[Recorded data]

....................

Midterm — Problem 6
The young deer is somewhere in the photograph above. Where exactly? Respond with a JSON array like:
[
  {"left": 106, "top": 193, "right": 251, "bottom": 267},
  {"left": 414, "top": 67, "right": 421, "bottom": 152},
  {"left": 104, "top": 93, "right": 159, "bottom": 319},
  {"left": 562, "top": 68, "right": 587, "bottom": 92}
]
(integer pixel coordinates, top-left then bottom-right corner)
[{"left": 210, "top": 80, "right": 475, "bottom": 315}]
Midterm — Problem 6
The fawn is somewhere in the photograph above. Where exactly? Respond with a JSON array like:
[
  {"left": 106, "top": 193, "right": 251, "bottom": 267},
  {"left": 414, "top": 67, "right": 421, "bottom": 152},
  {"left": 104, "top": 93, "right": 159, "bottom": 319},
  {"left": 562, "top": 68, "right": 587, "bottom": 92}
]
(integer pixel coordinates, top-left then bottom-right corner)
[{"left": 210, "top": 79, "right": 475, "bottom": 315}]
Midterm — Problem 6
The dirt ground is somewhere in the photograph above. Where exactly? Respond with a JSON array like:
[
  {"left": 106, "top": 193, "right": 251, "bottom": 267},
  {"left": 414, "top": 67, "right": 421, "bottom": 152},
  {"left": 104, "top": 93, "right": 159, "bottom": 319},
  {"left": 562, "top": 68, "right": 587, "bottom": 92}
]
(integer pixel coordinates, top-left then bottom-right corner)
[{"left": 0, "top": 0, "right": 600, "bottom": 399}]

....................

Short exercise:
Could you print all of the records above, reproducing every line unchanged?

Worked solution:
Midterm — Problem 6
The young deer is somewhere in the photograph above. Where exactly? Respond with a JSON array like:
[
  {"left": 106, "top": 193, "right": 251, "bottom": 267},
  {"left": 414, "top": 67, "right": 421, "bottom": 152},
  {"left": 104, "top": 93, "right": 159, "bottom": 319},
  {"left": 562, "top": 68, "right": 587, "bottom": 92}
]
(integer pixel coordinates, top-left then bottom-right corner)
[{"left": 210, "top": 80, "right": 475, "bottom": 315}]
Midterm — Problem 6
The fawn is somewhere in the photograph above. Where exactly? Respond with a JSON array like:
[
  {"left": 106, "top": 193, "right": 251, "bottom": 267},
  {"left": 414, "top": 67, "right": 421, "bottom": 152},
  {"left": 104, "top": 93, "right": 159, "bottom": 319},
  {"left": 562, "top": 68, "right": 587, "bottom": 92}
]
(integer pixel coordinates, top-left then bottom-right corner)
[{"left": 210, "top": 79, "right": 475, "bottom": 315}]
Midterm — Problem 6
The dirt ground is somewhere in the photograph above. Where exactly? Respond with a JSON array like:
[
  {"left": 106, "top": 193, "right": 251, "bottom": 267},
  {"left": 414, "top": 67, "right": 421, "bottom": 152},
  {"left": 104, "top": 93, "right": 159, "bottom": 319},
  {"left": 562, "top": 68, "right": 587, "bottom": 92}
]
(integer pixel coordinates, top-left then bottom-right corner)
[{"left": 0, "top": 0, "right": 600, "bottom": 399}]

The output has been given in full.